* PAGE EXTRACT
▶


  • Thank you I have been deadheading the petunias in my garden and it felt good and now I know why!

    Kate, I really love how you took it deeper and applied it to your life, and what your mom said really was powerfull about how the consciousness of the plant either bloomed or shut down. Well I want to bloom!!!

    I have been going through very difficult times lately, not following my passion and at the same time having lots of family stress. Just two weeks ago I knew I had to make a choice to behead my limiting beliefs of self doubt and that I am worthy and also live it by nurturing myself with people that lift me instead of drain me.

    Thank you,

    Have a wonderful day!

    Xenia

  • I’m letting go of the hesitation to use my voice. I step into and experience the fullness of my whole self.

  • Oh my goodness, this is so appropriate for my life right now. I have been systematically weeding out some festering problems that I’ve been putting off dealing with for ages (as in years) and it’s freeing up so much energy for new growth! Facing my fears, there have been answers I haven’t wanted to hear, and some of these confrontations have caused deep grief when long-held hopes finally died, but they’ve freed me up from clinging to the past and let me move on. I’m letting go of old stories and beliefs around money and multiple other things and as a result my design business and Etsy Theme Shop are flourishing. Thank you for this Kate, it really spoke to me today! And your book and Money Love Course have also played a huge part in all this exciting development!

  • Heather

    Such a timely post!
    I just took stock of my life and gave my notice at my work. It was draining exhausting and soul sucking the life out of me. The petunia reference is very apt.
    Now to embrace my creative side and start a business following my heart.

  • Catherine

    Wow…what a magical message this morning. How true and revealing of life! I pray my life keeps on blossoming and never think its time to seed…

  • Kitty Snyder

    Wonderful! Both literally and figuratively!

  • love this. and you. and how your words always land in the most tender part of my heart and that i will actually go deadheading today. and since i’ve always loved the grateful dead, the term deadhead has a double meaning, which just makes the whole thing even better. like how you make everything better. blessings to you and your flowers. also! plants love when you sing to them. xo

  • I’m a gardener and I love this analogy. What a great perspective.

◀

* WORK INSTRUCTION 1
Answer these questions from the reader comments on deadheading:
(a) What flowers has Xenia been deadheading in her garden?
(b) Which two ventures does the commenter who mentions the Money Love Course say are flourishing?
(c) In the comment beginning "love this. and you.", what does the writer say plants love?
* WORK INSTRUCTION 2
Summarize the reader comments on deadheading in two sentences.
* WORK INSTRUCTION 3
Continue the reader comments on deadheading from the point where they end.
The data that follows has no connection to the reader comments above.

* INPUT DATA
▶

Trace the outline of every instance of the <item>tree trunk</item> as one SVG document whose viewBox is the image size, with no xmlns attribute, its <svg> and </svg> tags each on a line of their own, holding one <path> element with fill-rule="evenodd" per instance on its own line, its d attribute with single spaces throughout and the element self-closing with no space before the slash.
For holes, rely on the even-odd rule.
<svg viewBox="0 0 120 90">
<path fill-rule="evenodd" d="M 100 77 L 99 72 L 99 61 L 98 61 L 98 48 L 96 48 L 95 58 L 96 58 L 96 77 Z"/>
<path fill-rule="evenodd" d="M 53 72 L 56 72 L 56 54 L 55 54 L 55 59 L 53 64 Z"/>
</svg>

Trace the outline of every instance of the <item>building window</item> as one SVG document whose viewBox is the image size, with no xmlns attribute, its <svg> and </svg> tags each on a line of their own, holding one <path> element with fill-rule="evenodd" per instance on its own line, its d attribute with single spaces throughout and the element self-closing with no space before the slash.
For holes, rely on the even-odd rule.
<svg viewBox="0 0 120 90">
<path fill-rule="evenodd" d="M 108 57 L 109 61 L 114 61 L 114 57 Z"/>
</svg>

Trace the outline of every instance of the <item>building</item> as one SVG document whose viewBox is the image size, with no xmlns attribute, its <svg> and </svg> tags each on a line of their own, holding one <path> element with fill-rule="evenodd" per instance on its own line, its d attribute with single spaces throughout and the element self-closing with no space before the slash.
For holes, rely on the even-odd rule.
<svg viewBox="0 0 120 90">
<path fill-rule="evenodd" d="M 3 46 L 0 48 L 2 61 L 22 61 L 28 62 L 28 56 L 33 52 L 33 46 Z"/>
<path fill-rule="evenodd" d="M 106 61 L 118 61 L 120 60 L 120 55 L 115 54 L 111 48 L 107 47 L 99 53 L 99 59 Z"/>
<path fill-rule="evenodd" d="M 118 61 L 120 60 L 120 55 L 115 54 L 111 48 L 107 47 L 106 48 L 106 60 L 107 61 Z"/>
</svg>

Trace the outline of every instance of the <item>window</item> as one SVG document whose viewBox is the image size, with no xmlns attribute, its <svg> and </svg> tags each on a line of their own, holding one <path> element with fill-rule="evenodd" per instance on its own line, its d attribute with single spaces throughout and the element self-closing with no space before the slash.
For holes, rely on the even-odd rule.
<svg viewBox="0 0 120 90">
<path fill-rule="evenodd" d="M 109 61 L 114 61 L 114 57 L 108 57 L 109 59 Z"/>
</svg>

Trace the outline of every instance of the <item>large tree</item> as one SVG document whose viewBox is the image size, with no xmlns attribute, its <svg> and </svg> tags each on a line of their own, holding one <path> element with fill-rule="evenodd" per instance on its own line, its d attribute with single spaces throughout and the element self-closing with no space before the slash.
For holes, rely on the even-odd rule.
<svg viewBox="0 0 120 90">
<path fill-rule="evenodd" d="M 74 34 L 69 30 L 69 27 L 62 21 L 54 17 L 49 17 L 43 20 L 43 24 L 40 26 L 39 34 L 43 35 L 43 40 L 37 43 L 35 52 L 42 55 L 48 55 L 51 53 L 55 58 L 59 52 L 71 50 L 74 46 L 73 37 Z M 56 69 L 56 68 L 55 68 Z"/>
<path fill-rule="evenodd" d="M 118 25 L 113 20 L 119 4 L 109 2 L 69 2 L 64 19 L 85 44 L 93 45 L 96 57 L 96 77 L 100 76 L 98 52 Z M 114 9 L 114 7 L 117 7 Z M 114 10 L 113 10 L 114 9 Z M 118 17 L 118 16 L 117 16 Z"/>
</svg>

◀

* TASK OUTPUT 1
(a) Petunias.
(b) A design business and an Etsy Theme Shop.
(c) When you sing to them.

* TASK OUTPUT 2
Readers thank Kate for her message on deadheading, and several describe applying it to their own lives: Xenia by beheading limiting beliefs of self-doubt, another reader by weeding out long-standing problems, and Heather by giving notice at a draining job. Others call the message timely, magical, and wonderful both literally and figuratively, and a gardener praises the analogy as a great perspective.

* TASK OUTPUT 3
    Thank you for sharing this.

  • danielle

    This is just so timely for me as well! Just this morning i was struggling to physically let go of something that i had long since let go of emotionally…. But, I was feeling guilt for wanting to get rid of it. And, i was feeling like a failure for not wanting it. Ha! I read your post and i immediately realized that holding on to something i no longer was caring for wasn’t helping me or it! I said a prayer and sent it on it’s way to find a new loving home!
    Kate, I admire your work and your writings… and i LOVE deadheading flowers!!!

  • Bee

    I LOVE cleaning out my closets, letting go of relationships/jobs that no longer work for me etc. From now on, I’m calling it ‘deadheading my petunias’!

    ‘Don’t mind me, I’m just off to deadhead my petunias!’

    Perfect!

  • I love how you tied the gardening analogy with letting go of what is not working. Such a great angle to remind myself and others. Thank you!

  • I found this post so therapeutic Kate, thank you! It made me feel OK to let go of some old things, to embrace the new. A beautiful analogy!

  • Hi Kate,

    this is my first time on your blog and I LOVE this blog post! It is sooo true. I never saw it that way.

    I love plants and flowers and gardening and I tend to my “babies” regularly. (and I too think about them before I go on a trip and what precautions have to be taken – so funny how times change ;-))

    It is not falure, it is nature – Love it!

    I feel it is time to pic some “petunias” in my life.

    Thanks a lot!

    Marina

  • Petunias need as much sunlight as possible. If your plants aren’t producing blooms, you might need to replant them in a sunnier area of the garden.